DOCUMENT SEGMENT:
Get a good controller and stick with a single size pack. Easy to charge and you have smooth transitions and you have all out if you need as well. Even for a little box like that you really should have a decent controller. 

Pete


----------



## Batterypoweredtoad (Feb 5, 2008)

I am severely limited by budget. The cap is $2013 and I already have around $1000 in the battery and $350 in purchase price. I need to fit tires, wheels, suspension, a race seat, bodywork, AND a decently performing controller in the remaining budget. I could barely squeeze in an open revolt if I sell off some parts but 500 amps will only give me about 50 ft lbs of torque which will give me pretty leisurely acceleration. Anyone have a good source for ribbon nichrome resistor wire. I'm considering a 3 speed resistor controller like an old golf cart.


----------



## onegreenev (May 18, 2012)

Well the motor you have is not meant to be a race motor. If you want fast you need voltage. If you want grunt you need amperage. I would say that 500 amps would give you lots more than 50 lb-ft of torque. How are you figuring you only get 50? To make a race vehicle you need to put in motors and controllers and batteries that will give you what you need. Stock stuff won't do much. Add in a couple extra batteries and you still have a stock little motor and I am quite sure that little motor is NOT pulling 500 amps under full load even with the stock controller setup. Its a covered golf cart. What are you expecting out of this? 

I have a nice three wheeled Cushmann Truckster all electric with the original conversion still installed and working. It uses a two speed switch and uses nichrome strips. Those suckers get super hot. Tiny motor too. I would not expect much from that little thing no matter what. I do however have a nice replacement motor and controller. Not sure it would make a good race vehicle but might be better than what you have. $250 plus shipping.

Too bad its been sitting idle for the past 4 years. Should be right fun when I get to it.


----------



## Batterypoweredtoad (Feb 5, 2008)

Tom Keenan put his helwig carbon brushed Alltrax 450 amp powered citicar on a dyno. http://www.evalbum.com/popupimg.php?12870. I will have helwig brushes and I will vent and probably fan cool my motor to help it survive. I will be pushing 90+ volts of a123's so I can carry the amps to quite a bit higher rpm's than his 72 volt lead acid setup.

Edit: looks like that dyno was at the stock voltage and likely pre-helwig or Alltrax.


----------

DIRECTIVES:
A. In the forum thread, what budget cap does Batterypoweredtoad say the build is limited to?
B. Rewrite the forum thread from "Too bad its" to "lead acid setup.", switching "dyno" to "dynamometer" wherever it occurs.

SUPPLIED DATA:
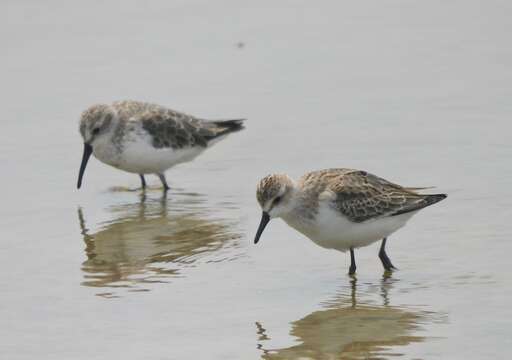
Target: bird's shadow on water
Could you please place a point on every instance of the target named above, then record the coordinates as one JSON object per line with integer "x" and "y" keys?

* * *

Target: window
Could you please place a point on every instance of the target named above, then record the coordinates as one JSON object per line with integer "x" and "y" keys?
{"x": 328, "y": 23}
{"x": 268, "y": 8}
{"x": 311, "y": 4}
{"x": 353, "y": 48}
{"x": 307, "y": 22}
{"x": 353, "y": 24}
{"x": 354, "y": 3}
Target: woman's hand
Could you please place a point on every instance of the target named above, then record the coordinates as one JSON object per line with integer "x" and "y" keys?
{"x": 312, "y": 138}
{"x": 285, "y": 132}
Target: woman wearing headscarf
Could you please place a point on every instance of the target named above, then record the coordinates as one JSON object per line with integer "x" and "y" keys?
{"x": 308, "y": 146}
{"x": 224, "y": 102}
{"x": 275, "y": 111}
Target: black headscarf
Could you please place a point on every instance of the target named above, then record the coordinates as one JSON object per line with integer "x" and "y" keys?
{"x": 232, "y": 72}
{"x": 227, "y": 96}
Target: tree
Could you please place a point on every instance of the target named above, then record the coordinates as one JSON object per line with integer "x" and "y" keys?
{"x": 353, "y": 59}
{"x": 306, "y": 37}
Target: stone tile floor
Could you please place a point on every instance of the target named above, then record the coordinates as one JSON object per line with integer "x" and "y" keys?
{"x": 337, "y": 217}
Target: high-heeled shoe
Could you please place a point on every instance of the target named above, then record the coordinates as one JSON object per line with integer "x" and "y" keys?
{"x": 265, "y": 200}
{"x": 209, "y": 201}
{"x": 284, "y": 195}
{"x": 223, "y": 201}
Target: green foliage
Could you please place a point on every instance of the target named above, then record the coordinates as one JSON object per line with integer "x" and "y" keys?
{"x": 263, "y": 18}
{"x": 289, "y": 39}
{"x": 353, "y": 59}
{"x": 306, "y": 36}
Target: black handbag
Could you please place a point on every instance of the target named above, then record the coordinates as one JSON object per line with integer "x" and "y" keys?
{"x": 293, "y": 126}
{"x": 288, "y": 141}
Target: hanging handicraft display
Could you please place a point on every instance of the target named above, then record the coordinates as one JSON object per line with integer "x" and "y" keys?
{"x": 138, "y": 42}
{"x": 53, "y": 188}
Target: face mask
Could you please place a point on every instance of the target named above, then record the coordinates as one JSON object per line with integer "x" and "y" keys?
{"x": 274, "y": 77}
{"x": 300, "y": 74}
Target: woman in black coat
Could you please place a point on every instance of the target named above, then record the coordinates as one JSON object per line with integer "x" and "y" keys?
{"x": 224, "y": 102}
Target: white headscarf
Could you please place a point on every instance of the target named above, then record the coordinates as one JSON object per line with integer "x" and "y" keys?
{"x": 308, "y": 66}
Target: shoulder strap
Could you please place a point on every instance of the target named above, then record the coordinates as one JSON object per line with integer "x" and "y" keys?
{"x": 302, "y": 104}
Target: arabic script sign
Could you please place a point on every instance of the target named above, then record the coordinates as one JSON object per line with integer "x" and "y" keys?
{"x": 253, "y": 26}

==

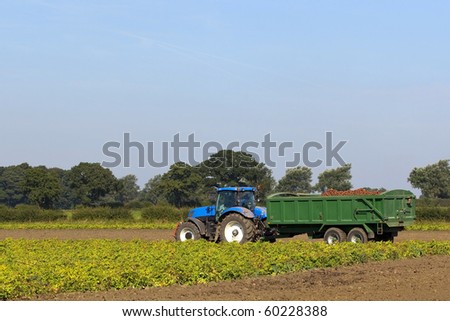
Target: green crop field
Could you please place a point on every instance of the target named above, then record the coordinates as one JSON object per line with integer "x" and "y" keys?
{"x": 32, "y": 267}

TASK SOLUTIONS:
A. $2013

B.
Too bad its been sitting idle for the past 4 years. Should be right fun when I get to it.


----------



## Batterypoweredtoad (Feb 5, 2008)

Tom Keenan put his helwig carbon brushed Alltrax 450 amp powered citicar on a dynamometer. http://www.evalbum.com/popupimg.php?12870. I will have helwig brushes and I will vent and probably fan cool my motor to help it survive. I will be pushing 90+ volts of a123's so I can carry the amps to quite a bit higher rpm's than his 72 volt lead acid setup.